Aim of the task:
Gather each line in the entries below that contains the word "optional".

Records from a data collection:

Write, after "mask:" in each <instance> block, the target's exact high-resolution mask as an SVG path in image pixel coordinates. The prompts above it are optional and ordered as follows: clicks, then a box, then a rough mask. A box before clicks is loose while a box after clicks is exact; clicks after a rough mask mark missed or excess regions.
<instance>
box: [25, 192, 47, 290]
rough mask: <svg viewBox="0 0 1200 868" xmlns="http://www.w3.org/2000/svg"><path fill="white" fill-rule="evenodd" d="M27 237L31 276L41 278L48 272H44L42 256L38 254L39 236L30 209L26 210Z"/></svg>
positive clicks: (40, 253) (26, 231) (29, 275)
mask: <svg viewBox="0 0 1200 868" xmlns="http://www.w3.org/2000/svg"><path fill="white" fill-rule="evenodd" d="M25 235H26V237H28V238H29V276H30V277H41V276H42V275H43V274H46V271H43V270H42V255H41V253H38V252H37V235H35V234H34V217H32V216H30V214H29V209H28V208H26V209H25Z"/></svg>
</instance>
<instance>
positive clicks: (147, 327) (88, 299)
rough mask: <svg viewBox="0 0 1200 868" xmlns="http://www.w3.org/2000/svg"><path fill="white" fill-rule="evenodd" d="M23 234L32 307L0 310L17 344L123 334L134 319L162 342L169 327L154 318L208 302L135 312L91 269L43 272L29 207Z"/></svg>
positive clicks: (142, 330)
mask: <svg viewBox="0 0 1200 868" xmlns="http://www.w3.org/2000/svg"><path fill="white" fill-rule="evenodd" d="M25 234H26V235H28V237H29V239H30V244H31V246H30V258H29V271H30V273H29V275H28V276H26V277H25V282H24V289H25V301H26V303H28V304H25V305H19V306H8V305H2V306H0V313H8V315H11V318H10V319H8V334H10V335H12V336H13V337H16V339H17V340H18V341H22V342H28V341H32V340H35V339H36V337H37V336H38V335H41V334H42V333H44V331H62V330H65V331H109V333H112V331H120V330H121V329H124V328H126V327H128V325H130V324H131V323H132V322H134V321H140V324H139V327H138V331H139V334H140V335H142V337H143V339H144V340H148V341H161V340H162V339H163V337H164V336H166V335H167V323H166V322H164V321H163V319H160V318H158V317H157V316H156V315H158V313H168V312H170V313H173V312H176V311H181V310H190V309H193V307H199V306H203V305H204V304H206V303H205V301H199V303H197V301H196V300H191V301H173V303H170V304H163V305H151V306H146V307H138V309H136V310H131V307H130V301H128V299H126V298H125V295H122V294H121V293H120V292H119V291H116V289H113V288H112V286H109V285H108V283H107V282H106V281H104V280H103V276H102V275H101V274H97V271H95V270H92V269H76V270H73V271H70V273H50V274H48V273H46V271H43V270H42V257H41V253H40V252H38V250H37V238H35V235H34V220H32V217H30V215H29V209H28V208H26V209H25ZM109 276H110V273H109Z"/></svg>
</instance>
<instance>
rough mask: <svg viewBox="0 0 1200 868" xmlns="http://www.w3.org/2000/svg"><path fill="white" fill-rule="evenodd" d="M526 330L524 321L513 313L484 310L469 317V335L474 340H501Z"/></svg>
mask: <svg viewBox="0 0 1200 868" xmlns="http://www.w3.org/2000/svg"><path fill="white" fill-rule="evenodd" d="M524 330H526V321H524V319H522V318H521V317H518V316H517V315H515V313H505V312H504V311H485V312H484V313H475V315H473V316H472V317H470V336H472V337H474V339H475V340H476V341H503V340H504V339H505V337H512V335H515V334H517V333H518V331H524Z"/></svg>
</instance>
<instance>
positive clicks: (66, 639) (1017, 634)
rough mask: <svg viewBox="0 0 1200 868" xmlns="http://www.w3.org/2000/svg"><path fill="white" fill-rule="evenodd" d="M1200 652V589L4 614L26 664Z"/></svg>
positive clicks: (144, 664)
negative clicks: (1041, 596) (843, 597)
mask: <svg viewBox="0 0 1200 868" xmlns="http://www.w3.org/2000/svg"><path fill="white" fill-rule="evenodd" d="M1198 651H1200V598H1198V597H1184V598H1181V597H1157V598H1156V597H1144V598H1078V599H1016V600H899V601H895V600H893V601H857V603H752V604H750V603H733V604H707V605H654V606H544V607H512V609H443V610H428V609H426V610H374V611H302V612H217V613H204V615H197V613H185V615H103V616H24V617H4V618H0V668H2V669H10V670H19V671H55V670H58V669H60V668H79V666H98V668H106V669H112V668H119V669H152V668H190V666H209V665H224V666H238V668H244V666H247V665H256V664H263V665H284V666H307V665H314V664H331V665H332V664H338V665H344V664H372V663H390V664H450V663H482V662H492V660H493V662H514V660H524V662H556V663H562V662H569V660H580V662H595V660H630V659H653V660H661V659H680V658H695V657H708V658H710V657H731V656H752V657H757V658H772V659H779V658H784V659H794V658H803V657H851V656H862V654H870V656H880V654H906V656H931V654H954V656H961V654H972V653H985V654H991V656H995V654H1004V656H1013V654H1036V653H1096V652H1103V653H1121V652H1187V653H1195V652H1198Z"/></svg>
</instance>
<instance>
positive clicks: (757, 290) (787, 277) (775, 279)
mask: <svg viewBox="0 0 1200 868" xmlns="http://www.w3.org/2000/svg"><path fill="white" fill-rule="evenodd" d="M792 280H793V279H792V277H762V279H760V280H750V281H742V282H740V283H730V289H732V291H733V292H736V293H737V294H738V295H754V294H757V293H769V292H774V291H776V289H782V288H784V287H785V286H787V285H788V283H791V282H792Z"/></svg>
...
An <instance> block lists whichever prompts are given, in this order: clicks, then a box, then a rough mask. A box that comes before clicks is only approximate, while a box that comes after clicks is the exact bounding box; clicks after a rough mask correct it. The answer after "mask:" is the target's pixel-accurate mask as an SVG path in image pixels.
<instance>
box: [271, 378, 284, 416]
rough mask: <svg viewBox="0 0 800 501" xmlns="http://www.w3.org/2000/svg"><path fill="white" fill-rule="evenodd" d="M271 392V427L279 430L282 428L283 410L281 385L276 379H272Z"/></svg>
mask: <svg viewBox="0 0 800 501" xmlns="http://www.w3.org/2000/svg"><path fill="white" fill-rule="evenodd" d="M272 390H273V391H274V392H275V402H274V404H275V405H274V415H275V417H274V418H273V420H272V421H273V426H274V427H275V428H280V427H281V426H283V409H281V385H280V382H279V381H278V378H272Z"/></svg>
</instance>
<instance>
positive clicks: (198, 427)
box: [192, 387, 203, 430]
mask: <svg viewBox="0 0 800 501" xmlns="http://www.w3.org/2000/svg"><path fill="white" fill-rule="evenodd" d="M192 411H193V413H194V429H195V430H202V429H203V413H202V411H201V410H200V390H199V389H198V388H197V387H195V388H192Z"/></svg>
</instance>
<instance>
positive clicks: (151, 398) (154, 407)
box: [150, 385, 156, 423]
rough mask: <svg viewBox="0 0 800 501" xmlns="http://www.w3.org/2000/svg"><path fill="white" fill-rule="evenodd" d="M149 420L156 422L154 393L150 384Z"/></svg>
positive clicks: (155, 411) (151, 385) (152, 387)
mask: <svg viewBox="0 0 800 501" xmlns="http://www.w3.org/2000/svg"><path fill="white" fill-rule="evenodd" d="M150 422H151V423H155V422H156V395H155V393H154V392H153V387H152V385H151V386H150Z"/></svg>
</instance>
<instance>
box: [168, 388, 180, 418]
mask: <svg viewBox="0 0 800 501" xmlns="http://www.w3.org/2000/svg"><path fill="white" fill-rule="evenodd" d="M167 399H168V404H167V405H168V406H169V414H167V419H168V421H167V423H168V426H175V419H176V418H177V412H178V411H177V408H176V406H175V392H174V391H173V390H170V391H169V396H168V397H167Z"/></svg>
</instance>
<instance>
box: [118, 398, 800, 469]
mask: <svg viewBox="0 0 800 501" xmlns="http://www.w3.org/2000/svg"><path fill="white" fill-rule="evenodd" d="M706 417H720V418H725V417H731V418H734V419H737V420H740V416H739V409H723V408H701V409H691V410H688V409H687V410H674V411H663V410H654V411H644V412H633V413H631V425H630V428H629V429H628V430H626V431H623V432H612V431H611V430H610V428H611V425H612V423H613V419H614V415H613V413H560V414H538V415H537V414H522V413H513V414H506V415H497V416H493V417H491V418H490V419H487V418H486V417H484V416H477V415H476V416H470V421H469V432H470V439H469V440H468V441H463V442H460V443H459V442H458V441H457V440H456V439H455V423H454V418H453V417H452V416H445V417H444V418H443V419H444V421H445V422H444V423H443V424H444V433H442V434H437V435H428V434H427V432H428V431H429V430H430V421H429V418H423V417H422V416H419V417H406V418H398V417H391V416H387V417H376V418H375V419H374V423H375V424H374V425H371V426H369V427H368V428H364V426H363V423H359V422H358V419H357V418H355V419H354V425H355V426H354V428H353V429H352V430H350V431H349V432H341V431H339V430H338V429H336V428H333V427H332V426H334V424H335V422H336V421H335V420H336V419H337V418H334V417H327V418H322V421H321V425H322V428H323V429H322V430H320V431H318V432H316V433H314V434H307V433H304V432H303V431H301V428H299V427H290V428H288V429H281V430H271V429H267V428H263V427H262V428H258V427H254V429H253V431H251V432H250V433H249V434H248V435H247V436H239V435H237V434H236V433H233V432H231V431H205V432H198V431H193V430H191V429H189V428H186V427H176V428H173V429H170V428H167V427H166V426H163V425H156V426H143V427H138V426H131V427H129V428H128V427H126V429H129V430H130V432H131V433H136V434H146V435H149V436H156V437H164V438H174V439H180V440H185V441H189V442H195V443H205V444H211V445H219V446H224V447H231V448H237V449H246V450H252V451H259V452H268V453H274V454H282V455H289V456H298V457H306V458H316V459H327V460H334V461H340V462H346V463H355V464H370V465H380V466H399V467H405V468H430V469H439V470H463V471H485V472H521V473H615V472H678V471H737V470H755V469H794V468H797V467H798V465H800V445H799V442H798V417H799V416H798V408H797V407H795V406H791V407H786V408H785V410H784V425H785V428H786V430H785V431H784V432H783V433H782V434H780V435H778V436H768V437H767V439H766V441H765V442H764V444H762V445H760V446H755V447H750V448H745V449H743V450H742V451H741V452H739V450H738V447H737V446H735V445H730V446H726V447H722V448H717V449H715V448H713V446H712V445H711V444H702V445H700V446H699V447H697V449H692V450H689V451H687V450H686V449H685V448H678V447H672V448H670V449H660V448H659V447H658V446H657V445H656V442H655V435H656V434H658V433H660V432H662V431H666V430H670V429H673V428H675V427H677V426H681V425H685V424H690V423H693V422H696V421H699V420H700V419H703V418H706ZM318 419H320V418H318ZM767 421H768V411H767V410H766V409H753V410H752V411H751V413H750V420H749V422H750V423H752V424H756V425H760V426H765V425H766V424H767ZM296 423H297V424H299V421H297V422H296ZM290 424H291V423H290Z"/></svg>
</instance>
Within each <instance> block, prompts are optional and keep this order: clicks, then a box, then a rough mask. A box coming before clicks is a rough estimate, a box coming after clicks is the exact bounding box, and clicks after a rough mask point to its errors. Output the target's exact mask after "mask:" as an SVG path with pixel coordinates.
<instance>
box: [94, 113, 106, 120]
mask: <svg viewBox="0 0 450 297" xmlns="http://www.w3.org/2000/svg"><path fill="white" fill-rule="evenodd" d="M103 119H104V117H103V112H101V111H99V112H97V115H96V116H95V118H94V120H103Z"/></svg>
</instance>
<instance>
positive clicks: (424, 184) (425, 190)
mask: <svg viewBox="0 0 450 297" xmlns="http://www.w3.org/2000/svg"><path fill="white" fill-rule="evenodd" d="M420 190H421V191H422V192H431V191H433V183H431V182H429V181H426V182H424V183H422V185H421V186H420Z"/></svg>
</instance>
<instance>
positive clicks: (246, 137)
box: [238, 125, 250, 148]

Task result:
Write, after "mask:" in each <instance> block, the target's exact high-resolution mask as an SVG path in image pixel coordinates. The prompts above it are optional and ordered as follows: clicks, then a box, then a rough mask. A box before clicks is loose while a box after clicks is exact; clicks after a rough mask mark missed or excess regions.
Within each <instance> block, prompts are optional and keep this order: clicks, then a box, then a rough mask. A box coming before clicks is a rough estimate, a box coming after clicks is the exact bounding box, and clicks after a rough mask point to its errors. Output the target's exact mask after "mask:" as an SVG path with pixel coordinates.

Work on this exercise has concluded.